--- START ---
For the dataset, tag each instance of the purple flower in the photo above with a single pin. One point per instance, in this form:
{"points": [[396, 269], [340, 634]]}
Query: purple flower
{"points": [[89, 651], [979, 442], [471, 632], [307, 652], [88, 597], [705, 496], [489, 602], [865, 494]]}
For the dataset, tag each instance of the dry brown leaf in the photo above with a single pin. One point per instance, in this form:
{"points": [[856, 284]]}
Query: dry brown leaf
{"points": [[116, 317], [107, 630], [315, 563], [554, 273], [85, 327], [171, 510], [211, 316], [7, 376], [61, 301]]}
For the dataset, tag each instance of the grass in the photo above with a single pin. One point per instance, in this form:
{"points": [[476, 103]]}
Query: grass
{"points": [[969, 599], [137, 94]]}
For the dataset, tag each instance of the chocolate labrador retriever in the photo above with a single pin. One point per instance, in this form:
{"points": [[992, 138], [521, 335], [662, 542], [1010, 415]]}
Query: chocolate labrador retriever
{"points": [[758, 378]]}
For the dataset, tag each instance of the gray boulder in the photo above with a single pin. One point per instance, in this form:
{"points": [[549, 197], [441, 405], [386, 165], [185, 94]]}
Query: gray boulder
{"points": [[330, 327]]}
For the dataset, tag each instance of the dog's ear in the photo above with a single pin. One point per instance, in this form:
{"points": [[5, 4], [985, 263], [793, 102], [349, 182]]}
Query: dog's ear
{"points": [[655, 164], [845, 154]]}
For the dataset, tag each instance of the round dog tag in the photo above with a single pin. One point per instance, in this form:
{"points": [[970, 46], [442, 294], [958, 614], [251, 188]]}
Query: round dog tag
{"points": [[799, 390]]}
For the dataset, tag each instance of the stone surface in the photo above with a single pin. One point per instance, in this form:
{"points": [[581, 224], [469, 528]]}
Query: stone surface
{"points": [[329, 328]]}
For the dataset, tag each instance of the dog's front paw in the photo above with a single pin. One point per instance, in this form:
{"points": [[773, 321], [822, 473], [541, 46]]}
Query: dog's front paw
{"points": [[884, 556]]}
--- END ---
Problem to solve >> From the first line of the records to the line containing "For the dataset, tag each instance of the dry", inclusive, transcribe everything exactly and leave out the rest.

Response below >>
For the dataset, tag each instance of the purple flower in the photo above with a single pin. One point per instance, in this form:
{"points": [[396, 269], [340, 634]]}
Query: purple flower
{"points": [[89, 651], [979, 442], [471, 632], [307, 652], [88, 597], [705, 496], [489, 602], [865, 494]]}
For the dataset, tag each instance of the dry brown leaf in the photo above with a single pin. One point per instance, in this form:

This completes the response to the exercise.